## WHAT IS NEEDED
Output exactly the lines from the line with "Target: street lamp" through the end of the records below. Include nothing else.
DATA TO EXAMINE section start
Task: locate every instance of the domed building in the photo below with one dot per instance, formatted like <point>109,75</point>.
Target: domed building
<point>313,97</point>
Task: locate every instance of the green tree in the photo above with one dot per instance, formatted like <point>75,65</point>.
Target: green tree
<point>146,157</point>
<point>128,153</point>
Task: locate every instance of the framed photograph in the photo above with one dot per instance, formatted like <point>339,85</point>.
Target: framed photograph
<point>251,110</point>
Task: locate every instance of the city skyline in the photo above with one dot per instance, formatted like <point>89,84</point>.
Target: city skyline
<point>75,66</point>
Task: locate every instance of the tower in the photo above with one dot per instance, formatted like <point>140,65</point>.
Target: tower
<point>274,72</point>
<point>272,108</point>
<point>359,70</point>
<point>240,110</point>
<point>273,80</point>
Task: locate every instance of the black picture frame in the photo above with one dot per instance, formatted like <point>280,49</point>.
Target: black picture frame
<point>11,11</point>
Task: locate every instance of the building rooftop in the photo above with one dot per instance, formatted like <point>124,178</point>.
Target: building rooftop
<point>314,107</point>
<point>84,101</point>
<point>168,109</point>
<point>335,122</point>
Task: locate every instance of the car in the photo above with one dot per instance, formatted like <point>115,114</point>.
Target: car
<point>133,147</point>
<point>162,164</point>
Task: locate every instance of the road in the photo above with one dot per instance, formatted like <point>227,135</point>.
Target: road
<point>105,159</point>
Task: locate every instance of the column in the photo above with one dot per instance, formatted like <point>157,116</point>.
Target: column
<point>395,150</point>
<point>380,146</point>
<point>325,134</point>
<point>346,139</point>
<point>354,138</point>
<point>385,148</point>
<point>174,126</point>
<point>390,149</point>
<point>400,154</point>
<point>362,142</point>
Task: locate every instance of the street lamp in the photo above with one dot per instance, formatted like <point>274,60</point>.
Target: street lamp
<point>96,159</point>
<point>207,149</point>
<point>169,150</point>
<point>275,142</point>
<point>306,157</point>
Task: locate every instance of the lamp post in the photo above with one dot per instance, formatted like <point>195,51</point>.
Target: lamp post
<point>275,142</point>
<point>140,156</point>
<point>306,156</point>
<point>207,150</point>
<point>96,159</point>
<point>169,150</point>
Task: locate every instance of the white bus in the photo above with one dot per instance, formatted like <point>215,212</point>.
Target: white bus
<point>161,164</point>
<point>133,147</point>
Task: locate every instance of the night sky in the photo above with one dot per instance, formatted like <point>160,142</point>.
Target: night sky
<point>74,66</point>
DATA TO EXAMINE section end
## EXERCISE OUTPUT
Target: street lamp
<point>96,159</point>
<point>207,149</point>
<point>169,150</point>
<point>275,142</point>
<point>306,157</point>
Task: locate every instance of the lamp post in the photo above with one dot per instance, formatted like <point>195,51</point>.
Target: lamp post
<point>275,142</point>
<point>140,156</point>
<point>306,156</point>
<point>207,150</point>
<point>96,159</point>
<point>169,150</point>
Task: locate every instance of the white bus in the photo above with one dot per instance, formatted like <point>215,212</point>.
Target: white bus
<point>161,164</point>
<point>133,147</point>
Task: locate every instance of the night sky in the photo above with one dot per instance, formatted like <point>160,142</point>.
Target: night sky
<point>74,66</point>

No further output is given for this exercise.